Point localization data
⟨

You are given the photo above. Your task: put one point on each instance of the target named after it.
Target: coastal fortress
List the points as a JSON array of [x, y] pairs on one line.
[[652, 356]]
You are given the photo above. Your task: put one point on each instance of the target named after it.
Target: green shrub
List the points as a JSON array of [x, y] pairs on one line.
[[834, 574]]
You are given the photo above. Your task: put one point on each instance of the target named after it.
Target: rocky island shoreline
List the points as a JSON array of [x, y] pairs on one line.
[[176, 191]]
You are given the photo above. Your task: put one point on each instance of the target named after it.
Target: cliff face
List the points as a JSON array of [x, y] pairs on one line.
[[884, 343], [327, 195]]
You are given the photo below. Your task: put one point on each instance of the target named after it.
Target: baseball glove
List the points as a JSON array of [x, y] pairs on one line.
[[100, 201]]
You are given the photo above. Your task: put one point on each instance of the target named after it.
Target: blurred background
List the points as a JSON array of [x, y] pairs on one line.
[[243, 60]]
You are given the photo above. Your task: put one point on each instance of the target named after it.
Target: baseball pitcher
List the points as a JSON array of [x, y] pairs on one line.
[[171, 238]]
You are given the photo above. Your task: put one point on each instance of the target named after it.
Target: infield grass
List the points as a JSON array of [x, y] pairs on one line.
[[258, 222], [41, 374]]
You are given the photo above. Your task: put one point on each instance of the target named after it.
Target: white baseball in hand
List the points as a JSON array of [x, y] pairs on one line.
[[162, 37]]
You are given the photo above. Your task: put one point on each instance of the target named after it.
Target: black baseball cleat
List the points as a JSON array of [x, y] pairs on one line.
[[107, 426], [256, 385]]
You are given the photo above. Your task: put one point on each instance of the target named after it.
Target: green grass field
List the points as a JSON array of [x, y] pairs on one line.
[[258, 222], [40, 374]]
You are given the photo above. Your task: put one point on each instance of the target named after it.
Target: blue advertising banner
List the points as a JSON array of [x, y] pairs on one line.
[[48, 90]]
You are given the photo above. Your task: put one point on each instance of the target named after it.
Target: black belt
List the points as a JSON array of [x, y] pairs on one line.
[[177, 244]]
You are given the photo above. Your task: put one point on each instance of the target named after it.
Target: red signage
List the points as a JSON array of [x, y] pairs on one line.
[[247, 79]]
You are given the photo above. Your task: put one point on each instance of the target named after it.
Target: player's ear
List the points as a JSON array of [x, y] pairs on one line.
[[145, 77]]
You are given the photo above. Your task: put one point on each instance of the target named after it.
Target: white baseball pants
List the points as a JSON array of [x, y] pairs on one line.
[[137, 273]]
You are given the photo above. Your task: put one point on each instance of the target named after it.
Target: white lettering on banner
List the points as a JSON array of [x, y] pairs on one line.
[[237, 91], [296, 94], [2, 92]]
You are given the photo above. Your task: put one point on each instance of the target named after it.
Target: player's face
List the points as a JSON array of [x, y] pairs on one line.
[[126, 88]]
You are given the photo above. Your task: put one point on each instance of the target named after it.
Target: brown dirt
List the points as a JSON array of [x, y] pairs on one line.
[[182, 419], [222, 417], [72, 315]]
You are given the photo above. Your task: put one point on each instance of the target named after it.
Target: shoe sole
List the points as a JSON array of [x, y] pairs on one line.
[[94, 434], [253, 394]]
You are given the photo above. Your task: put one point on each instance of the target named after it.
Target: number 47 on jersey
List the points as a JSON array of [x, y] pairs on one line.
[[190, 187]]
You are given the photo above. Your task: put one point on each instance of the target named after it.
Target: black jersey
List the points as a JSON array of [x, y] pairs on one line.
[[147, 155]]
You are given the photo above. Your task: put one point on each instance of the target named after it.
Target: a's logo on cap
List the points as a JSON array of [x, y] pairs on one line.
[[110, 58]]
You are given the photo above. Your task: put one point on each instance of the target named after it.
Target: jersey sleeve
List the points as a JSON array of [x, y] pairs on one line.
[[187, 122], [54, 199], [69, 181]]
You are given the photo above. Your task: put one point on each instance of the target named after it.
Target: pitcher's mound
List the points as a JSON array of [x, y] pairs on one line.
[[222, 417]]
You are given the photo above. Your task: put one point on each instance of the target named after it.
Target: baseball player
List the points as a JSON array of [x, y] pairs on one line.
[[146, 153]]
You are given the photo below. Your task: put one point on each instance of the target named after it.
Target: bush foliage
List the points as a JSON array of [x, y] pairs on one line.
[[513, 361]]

⟩

**TASK DETAILS:** What is the number of lines above that contain the word "black"? Answer with that number only.

**WRITTEN SOLUTION:** 3